Stored items from a collection:
----------------
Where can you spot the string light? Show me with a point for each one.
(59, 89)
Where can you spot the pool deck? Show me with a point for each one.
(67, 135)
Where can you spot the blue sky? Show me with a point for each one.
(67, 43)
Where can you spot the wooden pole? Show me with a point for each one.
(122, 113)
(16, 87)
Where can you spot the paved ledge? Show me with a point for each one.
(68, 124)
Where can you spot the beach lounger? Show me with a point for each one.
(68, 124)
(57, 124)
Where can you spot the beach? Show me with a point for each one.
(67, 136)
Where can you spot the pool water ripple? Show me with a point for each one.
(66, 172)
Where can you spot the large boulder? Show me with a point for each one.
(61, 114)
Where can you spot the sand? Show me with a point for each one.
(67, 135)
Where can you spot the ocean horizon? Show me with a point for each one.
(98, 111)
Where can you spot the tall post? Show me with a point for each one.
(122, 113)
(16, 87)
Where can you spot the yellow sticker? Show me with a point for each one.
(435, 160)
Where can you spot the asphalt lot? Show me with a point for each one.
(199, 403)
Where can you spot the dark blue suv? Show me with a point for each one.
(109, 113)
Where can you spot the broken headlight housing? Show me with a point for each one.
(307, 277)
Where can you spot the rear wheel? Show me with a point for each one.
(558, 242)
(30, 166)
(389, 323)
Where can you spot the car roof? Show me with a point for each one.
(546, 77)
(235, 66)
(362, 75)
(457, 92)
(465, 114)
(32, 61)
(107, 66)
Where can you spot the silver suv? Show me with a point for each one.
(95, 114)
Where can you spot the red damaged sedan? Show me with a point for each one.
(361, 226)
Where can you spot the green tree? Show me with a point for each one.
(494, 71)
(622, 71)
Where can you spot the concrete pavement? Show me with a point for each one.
----------------
TASK
Restate the data above word for word. Leave nothing out.

RESULT FOR THIS EXERCISE
Where can you spot the string light? Show me with a point for each one.
(59, 89)
Where can you spot the pool deck? Show me with a point for each one.
(67, 135)
Where can you spot the blue sky? Show me with a point for each one.
(67, 43)
Where can you spot the wooden pole? Show me with a point for each one.
(122, 113)
(16, 87)
Where can you spot the paved ledge? Show me with a point for each one.
(68, 124)
Where can you spot the beach lounger? Show me with a point for each one.
(68, 124)
(57, 124)
Where can you spot the beach? Show me with a point for each one.
(67, 136)
Where can you spot the pool water ripple? Show me with a point for each one.
(66, 172)
Where can you spot the large boulder? Show me with a point for each one.
(61, 114)
Where can you spot the sand? Show me with a point for each one.
(67, 135)
Where can you spot the ocean horizon? Show me with a point for each one.
(98, 111)
Where can you spot the tall post? Show me with a point for each one.
(122, 113)
(16, 87)
Where can you spot the yellow sticker? Show me with a point for each one.
(435, 160)
Where can you spot the asphalt lot? Show me with a point for each one.
(199, 403)
Where can you spot the dark blue suv? Show me with a point for each one.
(109, 113)
Where can you spot the broken headlight housing? Show me with a point for each one.
(307, 277)
Where can you spot the rear wheel? Show me with a point for each one.
(558, 242)
(30, 166)
(389, 323)
Where can you spot the car roof? Show me with a point for each one.
(546, 77)
(235, 66)
(362, 75)
(457, 92)
(465, 114)
(32, 61)
(107, 66)
Where can you spot the silver suv? Show me with a point for each one.
(95, 114)
Where can you spot the red damaged sedan? Show me with a point for each one.
(361, 226)
Where can you spot the green tree? Show me with a point for each one.
(494, 71)
(622, 71)
Where can you spot the concrete pavement? Show me with a point for each one.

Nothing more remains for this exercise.